**Task directions:** From the records below, pull out every line that contains the string "person", treating uppercase and lowercase letters as different. Copy each matching line in full.

**Raw records:**
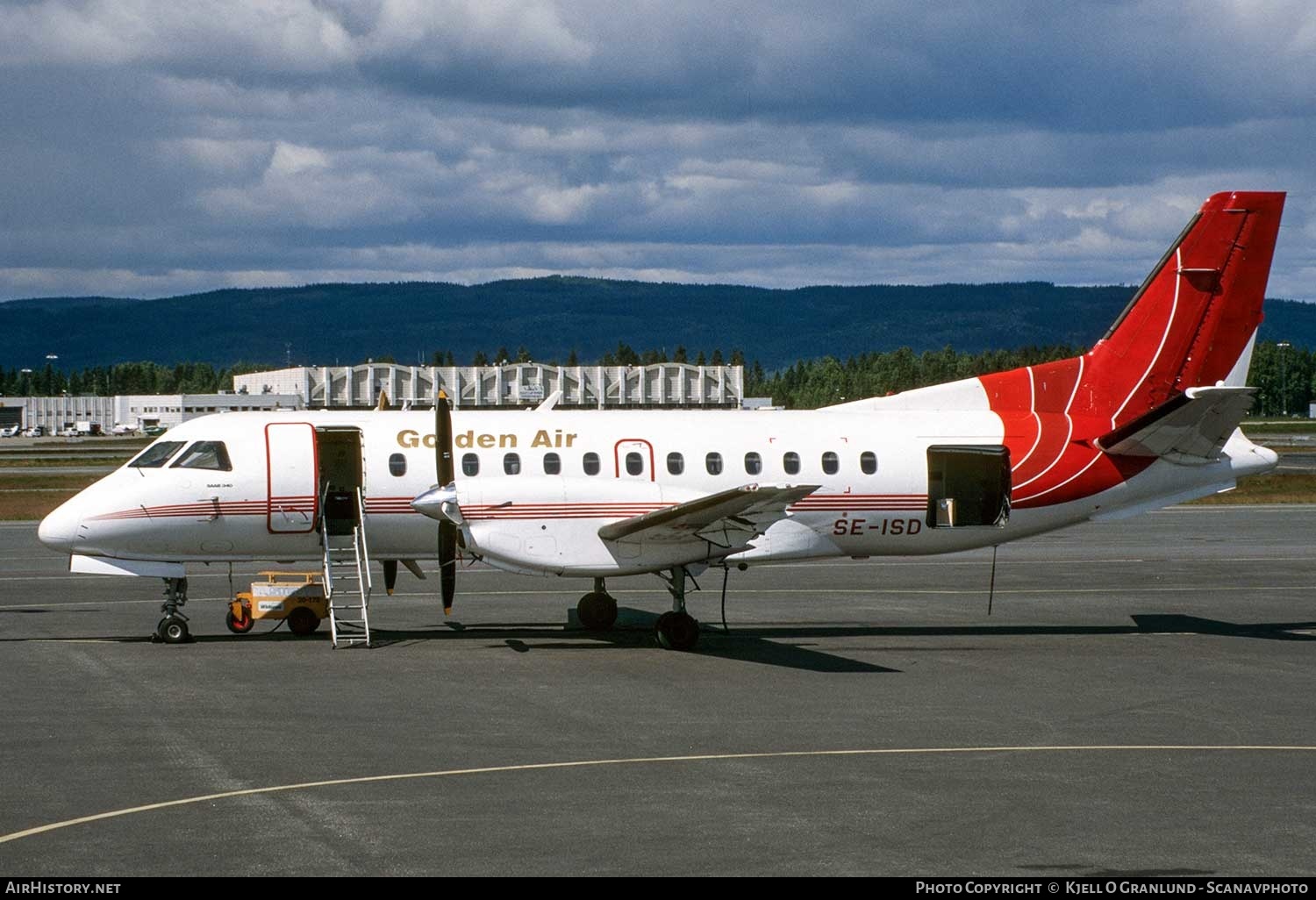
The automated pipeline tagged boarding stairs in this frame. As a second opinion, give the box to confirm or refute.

* * *

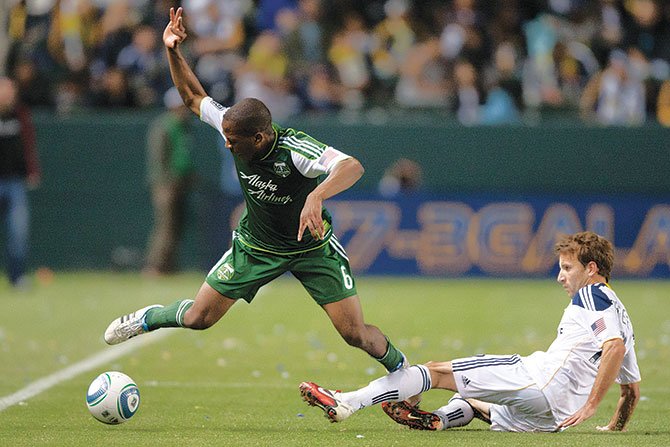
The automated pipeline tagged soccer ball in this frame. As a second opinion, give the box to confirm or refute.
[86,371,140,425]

---

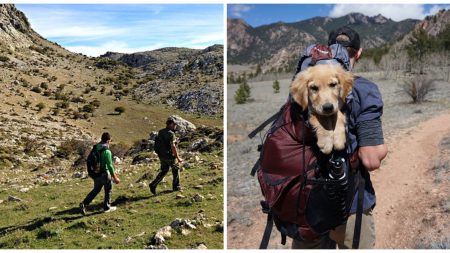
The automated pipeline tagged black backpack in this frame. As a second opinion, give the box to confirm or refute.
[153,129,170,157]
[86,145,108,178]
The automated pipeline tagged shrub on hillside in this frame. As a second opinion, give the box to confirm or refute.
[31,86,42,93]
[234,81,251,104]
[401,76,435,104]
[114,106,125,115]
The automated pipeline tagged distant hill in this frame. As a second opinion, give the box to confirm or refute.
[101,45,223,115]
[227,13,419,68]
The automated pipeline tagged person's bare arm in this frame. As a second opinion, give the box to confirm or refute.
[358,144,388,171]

**Reply to the exercise:**
The automated pipeline tagged person's bare arm in this frame. As a second opinion, give the box to confirm or refute.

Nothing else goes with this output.